__WHAT IS REQUIRED__: Extract each line in the records below that contains the word "cloud", and list those lines.

(Point annotation records)
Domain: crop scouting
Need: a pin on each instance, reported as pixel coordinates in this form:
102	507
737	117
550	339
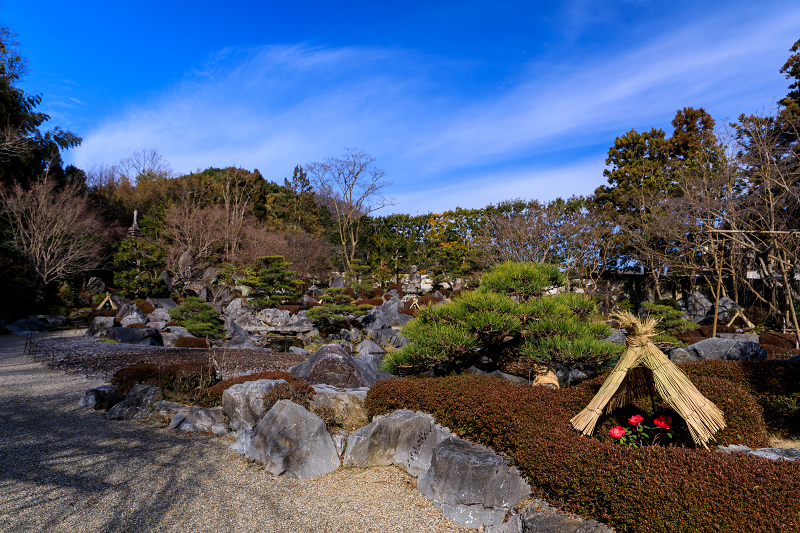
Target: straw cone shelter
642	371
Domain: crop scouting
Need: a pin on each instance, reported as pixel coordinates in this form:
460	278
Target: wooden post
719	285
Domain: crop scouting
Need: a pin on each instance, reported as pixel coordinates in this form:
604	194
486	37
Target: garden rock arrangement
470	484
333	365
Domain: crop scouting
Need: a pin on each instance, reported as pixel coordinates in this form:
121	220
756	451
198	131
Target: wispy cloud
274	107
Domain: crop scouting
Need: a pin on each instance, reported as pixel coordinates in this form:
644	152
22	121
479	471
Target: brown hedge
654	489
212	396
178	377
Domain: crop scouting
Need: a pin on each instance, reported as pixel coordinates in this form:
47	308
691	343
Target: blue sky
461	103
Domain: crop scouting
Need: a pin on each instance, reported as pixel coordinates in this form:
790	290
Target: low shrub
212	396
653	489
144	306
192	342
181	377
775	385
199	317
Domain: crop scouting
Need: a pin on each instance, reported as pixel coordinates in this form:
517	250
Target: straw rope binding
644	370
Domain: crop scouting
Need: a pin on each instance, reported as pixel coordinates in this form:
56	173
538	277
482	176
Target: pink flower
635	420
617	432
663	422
==
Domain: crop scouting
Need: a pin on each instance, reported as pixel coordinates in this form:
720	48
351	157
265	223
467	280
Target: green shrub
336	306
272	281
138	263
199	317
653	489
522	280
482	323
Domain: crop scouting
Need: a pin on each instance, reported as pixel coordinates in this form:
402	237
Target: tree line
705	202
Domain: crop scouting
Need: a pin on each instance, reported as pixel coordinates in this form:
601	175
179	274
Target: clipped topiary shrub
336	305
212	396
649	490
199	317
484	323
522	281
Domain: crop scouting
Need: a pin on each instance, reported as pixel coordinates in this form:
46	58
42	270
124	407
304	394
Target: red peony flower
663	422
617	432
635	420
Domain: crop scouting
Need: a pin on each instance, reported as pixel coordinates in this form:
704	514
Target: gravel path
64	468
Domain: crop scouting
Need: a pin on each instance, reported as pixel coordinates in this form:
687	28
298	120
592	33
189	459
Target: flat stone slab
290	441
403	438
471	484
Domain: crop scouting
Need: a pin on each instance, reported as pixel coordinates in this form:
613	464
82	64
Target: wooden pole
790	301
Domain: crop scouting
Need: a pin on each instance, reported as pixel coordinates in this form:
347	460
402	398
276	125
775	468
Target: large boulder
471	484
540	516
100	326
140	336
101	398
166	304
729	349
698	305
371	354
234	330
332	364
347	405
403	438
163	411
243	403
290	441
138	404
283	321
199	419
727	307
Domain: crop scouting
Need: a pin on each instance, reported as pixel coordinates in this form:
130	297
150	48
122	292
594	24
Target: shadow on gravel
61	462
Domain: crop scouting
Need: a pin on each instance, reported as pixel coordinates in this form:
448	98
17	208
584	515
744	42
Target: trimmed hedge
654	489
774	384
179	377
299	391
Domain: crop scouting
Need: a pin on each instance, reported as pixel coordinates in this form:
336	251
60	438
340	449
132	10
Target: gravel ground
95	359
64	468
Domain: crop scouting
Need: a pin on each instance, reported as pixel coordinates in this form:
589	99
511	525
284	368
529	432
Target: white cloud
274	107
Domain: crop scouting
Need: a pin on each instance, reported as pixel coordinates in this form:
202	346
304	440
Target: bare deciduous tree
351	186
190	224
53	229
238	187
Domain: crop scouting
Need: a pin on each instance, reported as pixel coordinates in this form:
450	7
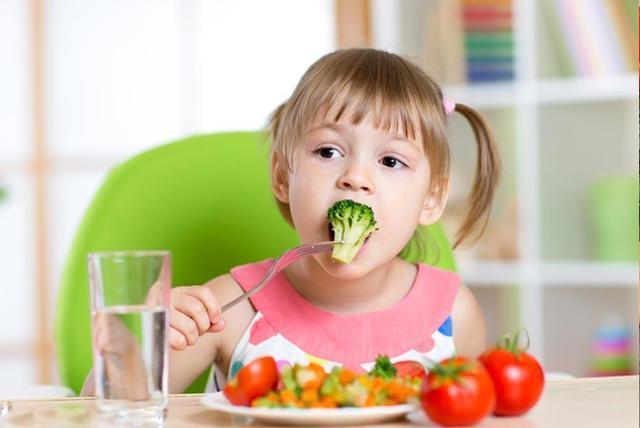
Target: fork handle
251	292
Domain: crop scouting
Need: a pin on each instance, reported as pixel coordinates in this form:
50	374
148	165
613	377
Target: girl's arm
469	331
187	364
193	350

__FULL ANSWER__:
Target: wispy cloud
Target: white cloud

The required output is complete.